▸ Problem
Below are records; transcribe only the line with "Target: green leaf" and those after it, through the last line, without any change.

▸ Extracted entries
_ _ _
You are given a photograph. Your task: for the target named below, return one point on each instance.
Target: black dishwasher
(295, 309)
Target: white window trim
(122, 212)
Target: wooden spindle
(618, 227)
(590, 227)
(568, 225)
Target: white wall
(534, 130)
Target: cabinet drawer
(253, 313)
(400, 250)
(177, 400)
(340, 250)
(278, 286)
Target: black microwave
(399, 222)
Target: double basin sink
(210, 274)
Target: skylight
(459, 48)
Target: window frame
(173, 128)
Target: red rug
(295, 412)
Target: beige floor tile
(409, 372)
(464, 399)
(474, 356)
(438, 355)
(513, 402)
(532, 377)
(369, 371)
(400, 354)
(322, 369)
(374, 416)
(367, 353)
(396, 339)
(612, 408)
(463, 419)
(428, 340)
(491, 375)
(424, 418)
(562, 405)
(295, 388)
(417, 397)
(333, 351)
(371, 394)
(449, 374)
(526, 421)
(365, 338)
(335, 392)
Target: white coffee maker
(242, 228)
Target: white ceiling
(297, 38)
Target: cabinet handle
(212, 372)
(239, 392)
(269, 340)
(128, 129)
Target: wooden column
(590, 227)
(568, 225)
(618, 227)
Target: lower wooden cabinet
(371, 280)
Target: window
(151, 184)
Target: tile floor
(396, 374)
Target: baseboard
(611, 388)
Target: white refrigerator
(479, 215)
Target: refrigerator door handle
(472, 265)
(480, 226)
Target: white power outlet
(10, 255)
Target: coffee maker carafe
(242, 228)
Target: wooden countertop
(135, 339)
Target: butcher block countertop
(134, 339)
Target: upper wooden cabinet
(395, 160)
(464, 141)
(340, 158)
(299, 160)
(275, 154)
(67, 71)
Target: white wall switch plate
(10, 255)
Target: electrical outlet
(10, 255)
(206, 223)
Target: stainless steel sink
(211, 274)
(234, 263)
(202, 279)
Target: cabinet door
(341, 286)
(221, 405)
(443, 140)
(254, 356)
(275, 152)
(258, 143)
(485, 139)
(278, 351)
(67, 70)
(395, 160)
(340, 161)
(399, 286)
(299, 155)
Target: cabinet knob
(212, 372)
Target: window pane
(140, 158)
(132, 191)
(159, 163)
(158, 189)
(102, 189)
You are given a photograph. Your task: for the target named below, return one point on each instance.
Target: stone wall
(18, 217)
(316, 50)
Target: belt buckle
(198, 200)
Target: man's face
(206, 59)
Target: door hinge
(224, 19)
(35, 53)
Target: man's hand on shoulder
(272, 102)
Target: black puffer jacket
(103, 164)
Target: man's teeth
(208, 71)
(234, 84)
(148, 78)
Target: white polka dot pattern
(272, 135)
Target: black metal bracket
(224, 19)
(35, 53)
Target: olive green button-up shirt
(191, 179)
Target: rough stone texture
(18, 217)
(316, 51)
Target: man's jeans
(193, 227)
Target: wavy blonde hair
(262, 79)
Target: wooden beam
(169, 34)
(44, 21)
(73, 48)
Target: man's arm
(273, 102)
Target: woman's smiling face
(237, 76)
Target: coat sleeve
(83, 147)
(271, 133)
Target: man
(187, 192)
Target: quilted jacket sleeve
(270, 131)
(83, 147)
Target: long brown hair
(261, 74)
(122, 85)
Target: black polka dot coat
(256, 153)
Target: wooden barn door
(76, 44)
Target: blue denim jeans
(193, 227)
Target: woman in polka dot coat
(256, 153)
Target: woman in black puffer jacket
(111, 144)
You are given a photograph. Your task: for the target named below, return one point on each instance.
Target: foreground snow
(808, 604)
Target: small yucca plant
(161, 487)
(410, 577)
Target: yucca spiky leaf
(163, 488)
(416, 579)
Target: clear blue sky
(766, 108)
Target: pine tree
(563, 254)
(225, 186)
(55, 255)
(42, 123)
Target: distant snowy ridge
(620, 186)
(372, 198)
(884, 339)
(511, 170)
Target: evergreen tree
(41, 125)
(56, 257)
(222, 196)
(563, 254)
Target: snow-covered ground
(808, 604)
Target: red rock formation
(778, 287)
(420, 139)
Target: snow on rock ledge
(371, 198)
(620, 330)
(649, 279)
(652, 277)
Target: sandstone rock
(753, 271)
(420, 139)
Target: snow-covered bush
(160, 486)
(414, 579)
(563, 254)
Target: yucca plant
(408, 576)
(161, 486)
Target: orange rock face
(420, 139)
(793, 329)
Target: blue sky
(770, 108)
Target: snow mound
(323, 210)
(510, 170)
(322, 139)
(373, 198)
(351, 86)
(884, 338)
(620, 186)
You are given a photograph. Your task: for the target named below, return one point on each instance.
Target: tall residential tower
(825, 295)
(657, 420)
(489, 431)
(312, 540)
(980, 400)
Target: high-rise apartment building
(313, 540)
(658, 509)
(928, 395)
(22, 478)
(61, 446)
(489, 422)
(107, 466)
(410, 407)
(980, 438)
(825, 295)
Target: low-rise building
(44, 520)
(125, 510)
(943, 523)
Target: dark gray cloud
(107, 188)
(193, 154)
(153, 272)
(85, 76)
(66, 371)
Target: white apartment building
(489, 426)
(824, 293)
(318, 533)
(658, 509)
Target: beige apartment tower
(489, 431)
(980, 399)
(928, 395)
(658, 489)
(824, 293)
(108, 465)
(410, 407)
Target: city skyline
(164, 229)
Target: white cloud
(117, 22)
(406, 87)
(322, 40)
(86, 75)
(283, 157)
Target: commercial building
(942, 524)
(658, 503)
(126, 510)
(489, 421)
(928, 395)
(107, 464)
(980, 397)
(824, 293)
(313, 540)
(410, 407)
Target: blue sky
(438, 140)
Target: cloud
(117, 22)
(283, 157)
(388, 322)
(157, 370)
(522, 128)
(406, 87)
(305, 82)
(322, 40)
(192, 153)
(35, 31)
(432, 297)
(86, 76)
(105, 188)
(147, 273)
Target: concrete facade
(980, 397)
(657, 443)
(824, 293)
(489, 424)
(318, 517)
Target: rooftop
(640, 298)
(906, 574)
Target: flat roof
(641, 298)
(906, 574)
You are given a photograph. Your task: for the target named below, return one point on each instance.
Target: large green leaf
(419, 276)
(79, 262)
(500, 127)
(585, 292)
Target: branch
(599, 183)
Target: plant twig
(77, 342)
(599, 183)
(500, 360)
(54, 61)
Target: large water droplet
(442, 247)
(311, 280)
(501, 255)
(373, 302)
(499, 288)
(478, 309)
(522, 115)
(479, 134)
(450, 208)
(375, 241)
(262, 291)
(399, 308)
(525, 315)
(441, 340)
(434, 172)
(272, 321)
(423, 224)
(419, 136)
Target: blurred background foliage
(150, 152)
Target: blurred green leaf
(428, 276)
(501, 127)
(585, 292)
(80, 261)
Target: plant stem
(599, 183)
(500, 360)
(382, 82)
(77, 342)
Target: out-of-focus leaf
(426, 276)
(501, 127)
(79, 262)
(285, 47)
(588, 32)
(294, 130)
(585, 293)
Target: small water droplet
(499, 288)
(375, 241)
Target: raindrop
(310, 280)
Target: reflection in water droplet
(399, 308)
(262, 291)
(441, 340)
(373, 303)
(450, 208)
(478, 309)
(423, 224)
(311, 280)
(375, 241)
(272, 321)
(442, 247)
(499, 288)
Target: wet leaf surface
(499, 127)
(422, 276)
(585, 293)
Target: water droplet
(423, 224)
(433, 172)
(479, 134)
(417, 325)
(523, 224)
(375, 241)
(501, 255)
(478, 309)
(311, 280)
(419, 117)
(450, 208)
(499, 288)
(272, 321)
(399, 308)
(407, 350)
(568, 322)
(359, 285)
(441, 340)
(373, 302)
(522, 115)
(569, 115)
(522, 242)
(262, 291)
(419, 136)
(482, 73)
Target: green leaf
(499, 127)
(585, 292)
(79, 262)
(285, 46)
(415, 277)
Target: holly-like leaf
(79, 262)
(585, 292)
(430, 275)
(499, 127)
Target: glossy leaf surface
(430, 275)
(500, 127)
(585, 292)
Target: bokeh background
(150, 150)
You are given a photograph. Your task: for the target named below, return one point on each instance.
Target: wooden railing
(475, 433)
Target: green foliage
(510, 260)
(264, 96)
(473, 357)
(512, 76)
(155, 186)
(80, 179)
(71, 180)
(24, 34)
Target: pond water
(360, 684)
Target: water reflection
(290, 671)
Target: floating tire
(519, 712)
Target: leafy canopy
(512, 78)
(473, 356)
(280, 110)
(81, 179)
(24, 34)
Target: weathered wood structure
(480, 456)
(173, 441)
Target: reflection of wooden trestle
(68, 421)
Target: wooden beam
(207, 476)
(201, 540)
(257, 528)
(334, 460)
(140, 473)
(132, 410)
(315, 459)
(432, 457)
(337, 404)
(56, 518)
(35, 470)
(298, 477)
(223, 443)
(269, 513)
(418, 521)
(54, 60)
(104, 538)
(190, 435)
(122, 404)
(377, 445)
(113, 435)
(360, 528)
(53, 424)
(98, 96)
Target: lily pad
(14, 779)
_ _ _
▸ Exercise solution
Target: green leaf
(499, 127)
(585, 292)
(79, 262)
(285, 46)
(415, 277)
Target: holly-like leaf
(79, 262)
(585, 292)
(430, 275)
(499, 127)
Target: glossy leaf surface
(430, 275)
(500, 127)
(585, 292)
Target: bokeh background
(150, 150)
You are given a photograph. Your task: for the target named below, return one point on each instance.
Target: wooden railing
(475, 433)
Target: green foliage
(510, 260)
(264, 96)
(473, 357)
(512, 76)
(155, 186)
(80, 179)
(71, 180)
(24, 34)
Target: pond water
(360, 684)
Target: water reflection
(290, 671)
Target: floating tire
(519, 712)
Target: leafy canopy
(512, 78)
(473, 356)
(280, 110)
(81, 179)
(24, 34)
Target: weathered wood structure
(480, 456)
(173, 441)
Target: reflection of wooden trestle
(68, 421)
Target: wooden beam
(207, 476)
(201, 540)
(257, 528)
(334, 460)
(140, 473)
(132, 410)
(315, 459)
(432, 457)
(337, 404)
(56, 518)
(35, 470)
(298, 477)
(223, 443)
(269, 513)
(418, 521)
(54, 60)
(104, 538)
(190, 435)
(122, 404)
(377, 445)
(113, 435)
(360, 528)
(53, 424)
(98, 96)
Target: lily pad
(14, 779)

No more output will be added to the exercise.